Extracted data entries

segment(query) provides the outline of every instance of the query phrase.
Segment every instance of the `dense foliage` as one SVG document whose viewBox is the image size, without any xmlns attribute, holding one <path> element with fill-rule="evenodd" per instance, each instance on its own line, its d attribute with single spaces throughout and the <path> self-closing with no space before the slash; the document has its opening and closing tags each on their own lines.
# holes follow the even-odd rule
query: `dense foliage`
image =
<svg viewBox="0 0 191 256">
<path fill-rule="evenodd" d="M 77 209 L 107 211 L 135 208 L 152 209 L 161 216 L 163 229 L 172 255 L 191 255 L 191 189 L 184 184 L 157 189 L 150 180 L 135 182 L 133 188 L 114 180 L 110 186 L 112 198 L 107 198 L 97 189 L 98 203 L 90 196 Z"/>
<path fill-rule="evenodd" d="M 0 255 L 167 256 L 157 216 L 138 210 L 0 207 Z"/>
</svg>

> STATED PROBLEM: Turn every line of the material above into a JSON list of strings, with one string per line and blank lines omitted.

> ANSWER TO THIS TASK:
[
  "segment(query) provides the outline of every instance of the query phrase.",
  "Segment every instance of the `dense foliage` as one SVG document whose viewBox is the image size, without any xmlns attribute, holding one <path> element with fill-rule=\"evenodd\" per instance, each instance on its own line, its d attribute with single spaces throughout and the <path> self-closing with no space before the slash; the document has its opening and closing tags each on their own lines.",
  "# holes follow the even-odd rule",
  "query: `dense foliage`",
  "image =",
  "<svg viewBox=\"0 0 191 256\">",
  "<path fill-rule=\"evenodd\" d=\"M 77 209 L 107 211 L 135 208 L 152 209 L 161 216 L 163 229 L 172 255 L 191 255 L 191 189 L 184 184 L 157 189 L 150 180 L 135 182 L 133 188 L 114 180 L 110 186 L 112 198 L 107 198 L 97 189 L 98 203 L 90 196 Z\"/>",
  "<path fill-rule=\"evenodd\" d=\"M 0 255 L 167 256 L 157 216 L 138 210 L 0 207 Z\"/>",
  "</svg>"
]